▶ [GOAL]:
Go through the lines starting with the one containing "Query: <item>gothic cathedral</item>" and continuing through the one containing "Outline every instance of the <item>gothic". Substitute "stained glass window" for "gothic cathedral" everywhere in that stretch, change nothing else, and return only those lines.
———
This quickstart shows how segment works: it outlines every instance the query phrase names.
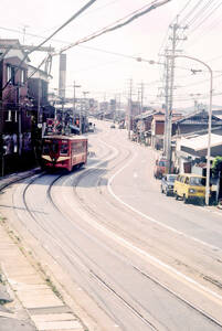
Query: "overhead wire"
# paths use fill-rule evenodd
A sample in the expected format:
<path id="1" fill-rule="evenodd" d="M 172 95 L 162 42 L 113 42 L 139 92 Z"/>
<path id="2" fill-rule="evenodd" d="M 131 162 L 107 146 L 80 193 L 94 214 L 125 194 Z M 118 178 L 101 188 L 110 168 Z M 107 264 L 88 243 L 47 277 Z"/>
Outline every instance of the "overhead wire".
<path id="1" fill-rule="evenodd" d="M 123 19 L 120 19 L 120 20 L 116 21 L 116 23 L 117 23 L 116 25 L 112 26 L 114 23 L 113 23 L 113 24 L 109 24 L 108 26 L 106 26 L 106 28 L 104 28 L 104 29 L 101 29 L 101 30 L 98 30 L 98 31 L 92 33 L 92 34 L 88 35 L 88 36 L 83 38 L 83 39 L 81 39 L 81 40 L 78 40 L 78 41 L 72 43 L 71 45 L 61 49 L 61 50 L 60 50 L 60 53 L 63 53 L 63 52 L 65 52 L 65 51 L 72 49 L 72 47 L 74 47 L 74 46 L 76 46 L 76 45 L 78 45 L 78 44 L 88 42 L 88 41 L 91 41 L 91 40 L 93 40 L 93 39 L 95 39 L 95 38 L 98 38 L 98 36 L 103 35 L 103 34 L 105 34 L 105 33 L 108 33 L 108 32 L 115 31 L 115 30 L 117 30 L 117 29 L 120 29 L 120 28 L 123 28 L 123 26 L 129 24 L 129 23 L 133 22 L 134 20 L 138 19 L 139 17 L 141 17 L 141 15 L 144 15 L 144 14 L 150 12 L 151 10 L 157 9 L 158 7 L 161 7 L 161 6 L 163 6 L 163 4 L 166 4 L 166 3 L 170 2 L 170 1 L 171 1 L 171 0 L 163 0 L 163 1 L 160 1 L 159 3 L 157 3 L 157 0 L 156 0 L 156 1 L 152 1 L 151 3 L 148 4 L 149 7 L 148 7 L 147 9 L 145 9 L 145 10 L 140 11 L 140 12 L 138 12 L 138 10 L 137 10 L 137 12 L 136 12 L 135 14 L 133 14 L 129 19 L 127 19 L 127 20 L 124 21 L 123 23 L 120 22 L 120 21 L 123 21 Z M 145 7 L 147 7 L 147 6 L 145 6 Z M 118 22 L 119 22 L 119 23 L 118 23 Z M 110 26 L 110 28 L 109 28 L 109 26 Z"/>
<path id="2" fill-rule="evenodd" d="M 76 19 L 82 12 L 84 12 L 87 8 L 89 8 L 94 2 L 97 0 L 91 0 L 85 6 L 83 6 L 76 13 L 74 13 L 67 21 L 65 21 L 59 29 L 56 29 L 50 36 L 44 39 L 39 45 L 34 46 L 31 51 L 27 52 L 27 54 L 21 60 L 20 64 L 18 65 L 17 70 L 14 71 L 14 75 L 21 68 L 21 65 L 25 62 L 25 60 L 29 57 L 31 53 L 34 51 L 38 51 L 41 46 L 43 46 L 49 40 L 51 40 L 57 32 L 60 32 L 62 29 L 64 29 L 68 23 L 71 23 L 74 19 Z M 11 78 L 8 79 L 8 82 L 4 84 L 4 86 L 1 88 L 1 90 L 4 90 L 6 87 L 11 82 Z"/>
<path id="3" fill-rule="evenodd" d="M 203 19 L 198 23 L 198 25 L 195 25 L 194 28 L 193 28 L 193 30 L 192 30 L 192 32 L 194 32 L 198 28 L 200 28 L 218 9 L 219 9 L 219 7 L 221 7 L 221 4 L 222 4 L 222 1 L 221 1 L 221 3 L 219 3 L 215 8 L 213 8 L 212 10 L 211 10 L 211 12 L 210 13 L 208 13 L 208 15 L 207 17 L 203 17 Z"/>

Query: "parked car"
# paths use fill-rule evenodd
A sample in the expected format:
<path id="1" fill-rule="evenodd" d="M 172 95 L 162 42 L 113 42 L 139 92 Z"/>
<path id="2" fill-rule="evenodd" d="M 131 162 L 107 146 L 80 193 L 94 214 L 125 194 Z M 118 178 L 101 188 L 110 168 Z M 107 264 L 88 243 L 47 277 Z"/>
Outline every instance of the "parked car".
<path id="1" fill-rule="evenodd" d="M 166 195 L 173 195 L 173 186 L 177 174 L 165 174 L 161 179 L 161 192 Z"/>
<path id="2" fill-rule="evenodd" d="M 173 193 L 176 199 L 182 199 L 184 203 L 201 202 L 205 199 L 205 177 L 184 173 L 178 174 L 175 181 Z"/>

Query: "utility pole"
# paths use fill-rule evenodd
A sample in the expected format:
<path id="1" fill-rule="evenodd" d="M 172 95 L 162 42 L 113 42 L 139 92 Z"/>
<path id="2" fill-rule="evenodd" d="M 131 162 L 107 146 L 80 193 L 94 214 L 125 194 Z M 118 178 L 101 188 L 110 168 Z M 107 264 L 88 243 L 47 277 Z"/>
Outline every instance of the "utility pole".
———
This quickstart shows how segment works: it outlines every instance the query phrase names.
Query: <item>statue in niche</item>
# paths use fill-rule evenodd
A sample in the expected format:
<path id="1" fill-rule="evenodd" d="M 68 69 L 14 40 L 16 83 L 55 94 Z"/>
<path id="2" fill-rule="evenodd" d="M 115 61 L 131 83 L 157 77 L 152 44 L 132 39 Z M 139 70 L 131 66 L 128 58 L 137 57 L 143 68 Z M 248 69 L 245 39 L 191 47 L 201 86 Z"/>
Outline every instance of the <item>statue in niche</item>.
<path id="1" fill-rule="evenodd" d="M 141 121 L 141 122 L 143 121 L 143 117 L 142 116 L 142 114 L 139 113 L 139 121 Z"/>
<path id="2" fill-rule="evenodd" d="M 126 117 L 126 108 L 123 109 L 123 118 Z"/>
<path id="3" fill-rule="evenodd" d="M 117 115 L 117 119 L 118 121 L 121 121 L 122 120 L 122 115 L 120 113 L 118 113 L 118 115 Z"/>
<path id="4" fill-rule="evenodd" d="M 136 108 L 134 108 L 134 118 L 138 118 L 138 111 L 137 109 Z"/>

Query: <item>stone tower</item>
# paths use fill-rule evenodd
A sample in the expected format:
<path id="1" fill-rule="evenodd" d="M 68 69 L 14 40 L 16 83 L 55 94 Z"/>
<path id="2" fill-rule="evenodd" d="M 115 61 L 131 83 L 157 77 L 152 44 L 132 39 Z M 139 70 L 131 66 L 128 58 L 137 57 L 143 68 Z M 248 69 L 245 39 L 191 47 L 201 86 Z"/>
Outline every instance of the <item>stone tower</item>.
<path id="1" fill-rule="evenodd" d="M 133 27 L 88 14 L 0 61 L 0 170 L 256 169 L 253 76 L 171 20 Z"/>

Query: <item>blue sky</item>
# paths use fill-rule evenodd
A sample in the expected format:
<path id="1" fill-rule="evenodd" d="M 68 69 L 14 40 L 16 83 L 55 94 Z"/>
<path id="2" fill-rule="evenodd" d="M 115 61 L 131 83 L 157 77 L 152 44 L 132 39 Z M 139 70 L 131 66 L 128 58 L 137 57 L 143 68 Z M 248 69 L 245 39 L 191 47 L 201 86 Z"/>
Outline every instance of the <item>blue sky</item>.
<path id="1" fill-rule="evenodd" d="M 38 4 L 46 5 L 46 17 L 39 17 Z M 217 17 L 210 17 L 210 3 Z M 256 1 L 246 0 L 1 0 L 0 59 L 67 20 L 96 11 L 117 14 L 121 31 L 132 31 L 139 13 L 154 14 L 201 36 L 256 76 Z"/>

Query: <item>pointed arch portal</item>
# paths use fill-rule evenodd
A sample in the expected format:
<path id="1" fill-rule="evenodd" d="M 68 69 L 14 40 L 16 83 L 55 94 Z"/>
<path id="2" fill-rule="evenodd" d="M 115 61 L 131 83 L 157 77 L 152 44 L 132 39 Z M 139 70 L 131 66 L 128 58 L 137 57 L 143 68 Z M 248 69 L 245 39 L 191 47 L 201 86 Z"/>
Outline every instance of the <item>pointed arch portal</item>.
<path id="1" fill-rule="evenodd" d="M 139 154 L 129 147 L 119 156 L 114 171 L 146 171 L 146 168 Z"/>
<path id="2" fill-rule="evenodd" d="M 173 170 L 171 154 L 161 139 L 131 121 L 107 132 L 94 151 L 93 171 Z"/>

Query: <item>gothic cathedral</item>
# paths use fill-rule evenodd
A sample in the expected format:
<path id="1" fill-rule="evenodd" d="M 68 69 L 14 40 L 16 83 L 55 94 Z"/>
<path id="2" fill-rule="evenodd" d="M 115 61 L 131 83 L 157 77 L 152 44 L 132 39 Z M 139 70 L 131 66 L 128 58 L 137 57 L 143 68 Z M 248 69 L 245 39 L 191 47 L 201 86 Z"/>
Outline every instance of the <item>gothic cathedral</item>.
———
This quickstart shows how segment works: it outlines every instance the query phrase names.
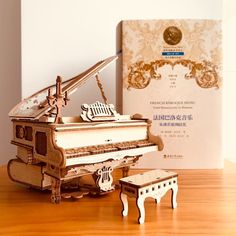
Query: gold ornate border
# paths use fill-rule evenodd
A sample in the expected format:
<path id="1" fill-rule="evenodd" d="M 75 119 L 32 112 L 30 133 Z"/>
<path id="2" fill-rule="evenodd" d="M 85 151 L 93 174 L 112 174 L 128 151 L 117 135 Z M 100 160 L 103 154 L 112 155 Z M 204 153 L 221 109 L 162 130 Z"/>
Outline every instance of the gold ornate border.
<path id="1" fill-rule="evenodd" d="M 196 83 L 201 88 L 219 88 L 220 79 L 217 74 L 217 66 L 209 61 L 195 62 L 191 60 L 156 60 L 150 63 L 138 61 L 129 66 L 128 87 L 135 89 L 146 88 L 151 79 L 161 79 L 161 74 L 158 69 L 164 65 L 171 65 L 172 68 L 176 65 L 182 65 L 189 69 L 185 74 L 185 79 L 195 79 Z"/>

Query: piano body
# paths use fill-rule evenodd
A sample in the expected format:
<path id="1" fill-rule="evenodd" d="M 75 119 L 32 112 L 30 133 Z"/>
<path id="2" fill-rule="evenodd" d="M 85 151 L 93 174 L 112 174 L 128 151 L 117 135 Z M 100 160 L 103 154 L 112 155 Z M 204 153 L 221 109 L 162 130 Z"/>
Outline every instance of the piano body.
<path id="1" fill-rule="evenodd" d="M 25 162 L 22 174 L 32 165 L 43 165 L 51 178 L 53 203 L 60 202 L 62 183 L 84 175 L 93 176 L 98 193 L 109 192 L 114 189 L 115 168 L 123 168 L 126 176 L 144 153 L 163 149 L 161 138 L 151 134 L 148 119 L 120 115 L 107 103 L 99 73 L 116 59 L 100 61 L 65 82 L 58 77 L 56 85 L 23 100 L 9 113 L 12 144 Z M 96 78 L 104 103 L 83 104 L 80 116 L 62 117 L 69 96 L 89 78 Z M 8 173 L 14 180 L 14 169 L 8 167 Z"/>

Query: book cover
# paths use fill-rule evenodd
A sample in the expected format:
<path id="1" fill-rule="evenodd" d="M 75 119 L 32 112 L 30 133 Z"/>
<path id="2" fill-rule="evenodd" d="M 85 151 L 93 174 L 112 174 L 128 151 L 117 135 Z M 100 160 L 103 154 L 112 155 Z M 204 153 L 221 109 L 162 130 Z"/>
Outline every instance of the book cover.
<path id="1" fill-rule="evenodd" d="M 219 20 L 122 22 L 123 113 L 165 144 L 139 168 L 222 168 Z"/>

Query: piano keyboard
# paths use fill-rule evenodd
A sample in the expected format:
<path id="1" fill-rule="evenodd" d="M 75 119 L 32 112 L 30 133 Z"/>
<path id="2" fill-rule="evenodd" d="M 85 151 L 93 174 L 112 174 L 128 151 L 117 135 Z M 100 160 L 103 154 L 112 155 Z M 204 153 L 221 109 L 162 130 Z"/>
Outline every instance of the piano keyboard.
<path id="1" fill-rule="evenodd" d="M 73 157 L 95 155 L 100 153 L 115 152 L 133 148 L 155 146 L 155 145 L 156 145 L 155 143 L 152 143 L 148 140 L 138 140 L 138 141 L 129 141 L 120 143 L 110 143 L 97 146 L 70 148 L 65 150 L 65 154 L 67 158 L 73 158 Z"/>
———
▶ [THE OUTPUT]:
Query: <item>stained glass window</item>
# paths use fill-rule evenodd
A sample in the expected format:
<path id="1" fill-rule="evenodd" d="M 68 69 L 14 40 L 16 83 L 55 94 Z"/>
<path id="2" fill-rule="evenodd" d="M 115 61 L 131 83 L 157 77 L 152 44 L 132 39 Z M 139 70 L 131 66 L 128 58 L 137 57 L 143 68 Z M 248 69 L 245 39 L 191 47 L 201 86 Z"/>
Outline every instance of the <item>stained glass window</item>.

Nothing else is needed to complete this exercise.